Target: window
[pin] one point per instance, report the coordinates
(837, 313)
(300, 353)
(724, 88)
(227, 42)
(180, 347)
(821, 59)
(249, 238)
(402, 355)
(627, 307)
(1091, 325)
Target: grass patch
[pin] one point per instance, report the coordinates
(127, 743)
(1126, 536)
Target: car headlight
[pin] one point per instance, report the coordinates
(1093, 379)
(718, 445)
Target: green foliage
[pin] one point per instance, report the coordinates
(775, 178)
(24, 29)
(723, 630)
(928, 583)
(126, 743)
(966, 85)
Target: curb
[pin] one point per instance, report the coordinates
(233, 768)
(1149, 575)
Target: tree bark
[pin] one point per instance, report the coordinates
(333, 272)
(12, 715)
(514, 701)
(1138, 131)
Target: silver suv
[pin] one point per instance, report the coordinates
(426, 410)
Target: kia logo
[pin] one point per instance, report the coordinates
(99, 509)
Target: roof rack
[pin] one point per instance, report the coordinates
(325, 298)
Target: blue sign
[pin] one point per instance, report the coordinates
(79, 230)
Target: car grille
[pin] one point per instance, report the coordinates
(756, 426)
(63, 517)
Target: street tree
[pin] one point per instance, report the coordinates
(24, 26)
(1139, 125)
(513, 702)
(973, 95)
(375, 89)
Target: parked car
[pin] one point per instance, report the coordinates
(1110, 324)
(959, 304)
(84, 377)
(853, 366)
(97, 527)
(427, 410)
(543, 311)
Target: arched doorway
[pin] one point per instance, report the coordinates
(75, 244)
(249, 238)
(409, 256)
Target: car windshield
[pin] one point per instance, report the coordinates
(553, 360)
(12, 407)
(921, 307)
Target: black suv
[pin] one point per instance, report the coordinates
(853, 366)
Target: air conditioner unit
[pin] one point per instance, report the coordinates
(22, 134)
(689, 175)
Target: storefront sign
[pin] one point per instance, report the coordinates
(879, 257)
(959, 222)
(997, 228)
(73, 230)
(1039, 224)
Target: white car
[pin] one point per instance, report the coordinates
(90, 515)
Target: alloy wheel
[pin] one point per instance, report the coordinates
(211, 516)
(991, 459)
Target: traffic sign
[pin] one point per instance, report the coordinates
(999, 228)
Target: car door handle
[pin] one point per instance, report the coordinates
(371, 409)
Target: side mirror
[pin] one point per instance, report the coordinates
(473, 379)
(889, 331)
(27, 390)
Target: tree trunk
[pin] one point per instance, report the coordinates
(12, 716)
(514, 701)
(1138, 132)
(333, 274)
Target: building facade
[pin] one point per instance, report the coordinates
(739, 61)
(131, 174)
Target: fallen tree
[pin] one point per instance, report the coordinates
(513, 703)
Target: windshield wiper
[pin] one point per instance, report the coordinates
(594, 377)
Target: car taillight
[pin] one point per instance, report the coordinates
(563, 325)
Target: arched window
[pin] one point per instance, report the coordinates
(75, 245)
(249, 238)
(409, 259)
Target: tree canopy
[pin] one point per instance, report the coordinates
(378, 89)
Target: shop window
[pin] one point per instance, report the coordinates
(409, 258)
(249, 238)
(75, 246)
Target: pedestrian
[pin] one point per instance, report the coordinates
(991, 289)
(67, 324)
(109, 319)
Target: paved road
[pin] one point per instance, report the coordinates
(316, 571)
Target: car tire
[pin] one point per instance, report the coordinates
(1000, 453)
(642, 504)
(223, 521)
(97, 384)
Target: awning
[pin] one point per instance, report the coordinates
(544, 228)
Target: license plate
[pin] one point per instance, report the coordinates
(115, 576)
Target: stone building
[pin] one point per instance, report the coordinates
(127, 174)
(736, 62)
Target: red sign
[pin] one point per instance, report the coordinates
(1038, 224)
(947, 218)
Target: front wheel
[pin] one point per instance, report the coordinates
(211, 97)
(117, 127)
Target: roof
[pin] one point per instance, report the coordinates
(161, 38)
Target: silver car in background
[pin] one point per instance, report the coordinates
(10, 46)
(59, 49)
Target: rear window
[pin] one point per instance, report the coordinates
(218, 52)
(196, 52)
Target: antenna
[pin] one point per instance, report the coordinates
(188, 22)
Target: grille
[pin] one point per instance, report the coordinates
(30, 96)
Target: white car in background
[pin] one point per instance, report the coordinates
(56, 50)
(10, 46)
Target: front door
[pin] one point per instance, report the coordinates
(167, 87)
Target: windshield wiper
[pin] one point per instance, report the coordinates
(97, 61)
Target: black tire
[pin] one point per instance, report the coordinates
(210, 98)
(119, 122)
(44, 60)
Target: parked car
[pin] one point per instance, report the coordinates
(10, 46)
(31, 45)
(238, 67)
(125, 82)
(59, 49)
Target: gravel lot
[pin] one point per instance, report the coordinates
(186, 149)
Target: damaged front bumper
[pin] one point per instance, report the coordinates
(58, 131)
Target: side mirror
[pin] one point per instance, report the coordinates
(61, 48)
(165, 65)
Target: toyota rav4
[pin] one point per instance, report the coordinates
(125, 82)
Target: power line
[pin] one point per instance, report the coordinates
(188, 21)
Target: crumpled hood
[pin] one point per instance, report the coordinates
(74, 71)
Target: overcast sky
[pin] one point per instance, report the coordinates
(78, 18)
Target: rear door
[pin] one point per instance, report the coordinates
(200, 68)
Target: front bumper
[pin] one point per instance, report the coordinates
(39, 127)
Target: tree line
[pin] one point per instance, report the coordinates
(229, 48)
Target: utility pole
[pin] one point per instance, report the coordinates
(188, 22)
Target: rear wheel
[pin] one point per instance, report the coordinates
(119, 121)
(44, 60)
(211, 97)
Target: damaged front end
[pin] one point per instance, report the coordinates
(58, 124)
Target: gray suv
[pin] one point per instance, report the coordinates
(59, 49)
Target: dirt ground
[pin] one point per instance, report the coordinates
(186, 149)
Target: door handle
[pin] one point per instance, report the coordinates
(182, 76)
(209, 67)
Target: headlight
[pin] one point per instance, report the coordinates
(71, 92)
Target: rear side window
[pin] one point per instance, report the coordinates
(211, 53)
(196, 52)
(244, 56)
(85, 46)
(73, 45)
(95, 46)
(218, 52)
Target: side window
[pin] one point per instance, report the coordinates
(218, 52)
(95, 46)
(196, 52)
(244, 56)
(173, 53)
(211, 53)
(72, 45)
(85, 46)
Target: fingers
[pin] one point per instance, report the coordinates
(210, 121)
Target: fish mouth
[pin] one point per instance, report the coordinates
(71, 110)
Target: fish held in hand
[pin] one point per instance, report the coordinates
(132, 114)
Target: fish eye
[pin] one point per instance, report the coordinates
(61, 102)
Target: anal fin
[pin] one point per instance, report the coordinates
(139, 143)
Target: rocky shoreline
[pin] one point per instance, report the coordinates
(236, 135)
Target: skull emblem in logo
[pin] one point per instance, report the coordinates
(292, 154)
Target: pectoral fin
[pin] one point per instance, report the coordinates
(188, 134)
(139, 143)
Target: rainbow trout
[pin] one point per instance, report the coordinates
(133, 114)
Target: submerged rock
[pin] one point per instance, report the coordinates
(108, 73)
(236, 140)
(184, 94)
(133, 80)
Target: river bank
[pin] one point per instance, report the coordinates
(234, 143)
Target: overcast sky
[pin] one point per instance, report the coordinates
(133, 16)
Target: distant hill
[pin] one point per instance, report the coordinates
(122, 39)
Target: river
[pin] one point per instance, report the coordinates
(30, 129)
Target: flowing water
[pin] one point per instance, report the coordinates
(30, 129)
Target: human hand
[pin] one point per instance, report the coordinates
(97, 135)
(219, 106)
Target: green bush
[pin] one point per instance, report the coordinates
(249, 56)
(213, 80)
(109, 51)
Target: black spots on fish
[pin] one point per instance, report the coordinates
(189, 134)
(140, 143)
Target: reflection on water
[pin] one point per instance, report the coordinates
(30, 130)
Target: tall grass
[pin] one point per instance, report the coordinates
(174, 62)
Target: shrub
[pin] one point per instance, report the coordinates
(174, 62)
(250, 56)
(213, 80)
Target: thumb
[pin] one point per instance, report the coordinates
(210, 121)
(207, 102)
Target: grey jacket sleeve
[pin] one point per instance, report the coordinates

********

GIVEN REQUEST ▸ Begin at the line that has "Target: black spots on fish" and copy every line through the end of the items, adding 146 to both numbers of each coordinate pair. Leave all other lines unchanged.

SOLUTION TO THIS TASK ▸
Target: black spots on fish
[pin] one point per instance, report the coordinates
(335, 280)
(286, 289)
Target: reflection on water
[pin] one point per instance, report the coordinates
(176, 276)
Target: tall grass
[pin] one point per instance, report the coordinates
(320, 208)
Target: shrub
[pin] one point per instance, report the coordinates
(320, 208)
(396, 202)
(359, 226)
Target: thumb
[pin] one point per instance, report the coordinates
(356, 267)
(353, 248)
Target: grey jacket sleeve
[pin] one point per instance, report the coordinates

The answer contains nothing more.